■ Document extract:
But if you are young and healthy and you strive to become a racer you should HTFU, and train properly to progresively develop your strenght.

keep in mind that the racers who popularized the "high cadence climbing" didn't had that high cadence due to lower gearing, but to higher power output, that comes only from training hard.


----------



## aslanspaws (Aug 29, 2006)

Anyone sad that Frank Day isn't here to comment on this thread?


----------



## spade2you (May 12, 2009)

Salsa_Lover said:


> Gnarly, here is my honest and balanced answer.
> 
> I was on the same boat as you, I will not post here my full experience, but you can read it on this post.
> 
> ...


While HTFU is marginally useful, I think you grossly underestimate high cadence climbing when factoring in hill sprints and attacks. 

I've known guys who constantly brag about big ringing up hills, but they're not leading the pack up the hills and extremely easy to shake.


----------



## Salsa_Lover (Jul 6, 2008)

are you leading the pack then ?

how many races and moutaint top finishes have you won ?


----------



## spade2you (May 12, 2009)

Salsa_Lover said:


> are you leading the pack then ?
> 
> how many races and moutaint top finishes have you won ?


If you're going to call out my race results, are YOU even racing?


----------



## Salsa_Lover (Jul 6, 2008)

i'm not calling out your race results.

I am posting my own experience, disclosing stats and posting graphs so other people on my same age/weight range can judge for themselves.

you seem to dismiss what I post, because you usually drop easily guys on standards on your races.

So I have to conclude that you are indeed doing very well.

I want to see your stats and results and also your age/weight so I can extrapolate that to be compared to mine.

also, one thing is to drop the weaker guys on standards, and another is to drop the stronger ones.

■ Written problem: Copy out the forum thread on high-cadence climbing above, word for word and in full.

■ Dataset entries:
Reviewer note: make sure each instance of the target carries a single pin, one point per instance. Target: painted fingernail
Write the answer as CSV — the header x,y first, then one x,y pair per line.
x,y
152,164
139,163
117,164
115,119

■ Answer to the problem:
But if you are young and healthy and you strive to become a racer you should HTFU, and train properly to progresively develop your strenght.

keep in mind that the racers who popularized the "high cadence climbing" didn't had that high cadence due to lower gearing, but to higher power output, that comes only from training hard.


----------



## aslanspaws (Aug 29, 2006)

Anyone sad that Frank Day isn't here to comment on this thread?


----------



## spade2you (May 12, 2009)

Salsa_Lover said:


> Gnarly, here is my honest and balanced answer.
> 
> I was on the same boat as you, I will not post here my full experience, but you can read it on this post.
> 
> ...


While HTFU is marginally useful, I think you grossly underestimate high cadence climbing when factoring in hill sprints and attacks. 

I've known guys who constantly brag about big ringing up hills, but they're not leading the pack up the hills and extremely easy to shake.


----------



## Salsa_Lover (Jul 6, 2008)

are you leading the pack then ?

how many races and moutaint top finishes have you won ?


----------



## spade2you (May 12, 2009)

Salsa_Lover said:


> are you leading the pack then ?
> 
> how many races and moutaint top finishes have you won ?


If you're going to call out my race results, are YOU even racing?


----------



## Salsa_Lover (Jul 6, 2008)

i'm not calling out your race results.

I am posting my own experience, disclosing stats and posting graphs so other people on my same age/weight range can judge for themselves.

you seem to dismiss what I post, because you usually drop easily guys on standards on your races.

So I have to conclude that you are indeed doing very well.

I want to see your stats and results and also your age/weight so I can extrapolate that to be compared to mine.

also, one thing is to drop the weaker guys on standards, and another is to drop the stronger ones.